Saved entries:
^^^^^^^^^^^^^^^^

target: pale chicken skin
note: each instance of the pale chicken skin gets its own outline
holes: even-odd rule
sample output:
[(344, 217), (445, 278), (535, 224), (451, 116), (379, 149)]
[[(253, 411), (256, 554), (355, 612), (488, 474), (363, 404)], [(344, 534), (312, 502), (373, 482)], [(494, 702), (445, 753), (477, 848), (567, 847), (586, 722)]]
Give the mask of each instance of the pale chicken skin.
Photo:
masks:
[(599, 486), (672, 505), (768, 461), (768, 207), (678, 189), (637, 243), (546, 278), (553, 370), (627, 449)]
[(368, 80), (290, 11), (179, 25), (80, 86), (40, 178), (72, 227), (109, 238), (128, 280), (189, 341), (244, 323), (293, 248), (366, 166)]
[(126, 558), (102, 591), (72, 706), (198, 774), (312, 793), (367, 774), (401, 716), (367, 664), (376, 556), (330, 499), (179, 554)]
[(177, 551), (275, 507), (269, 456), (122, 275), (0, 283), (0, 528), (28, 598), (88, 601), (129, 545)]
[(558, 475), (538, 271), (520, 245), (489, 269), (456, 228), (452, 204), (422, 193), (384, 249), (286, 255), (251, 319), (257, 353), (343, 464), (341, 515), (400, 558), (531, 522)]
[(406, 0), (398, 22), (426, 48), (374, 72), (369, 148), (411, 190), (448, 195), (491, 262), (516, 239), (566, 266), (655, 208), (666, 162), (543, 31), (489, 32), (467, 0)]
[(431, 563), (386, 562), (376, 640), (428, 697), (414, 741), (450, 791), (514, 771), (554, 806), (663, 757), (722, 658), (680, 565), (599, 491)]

^^^^^^^^^^^^^^^^

== Exercise goal ==
Whenever the word "pale" shows up in a line of the entries, copy that line.

== Response ==
target: pale chicken skin
note: each instance of the pale chicken skin gets its own outline
Give the mask of each instance of the pale chicken skin.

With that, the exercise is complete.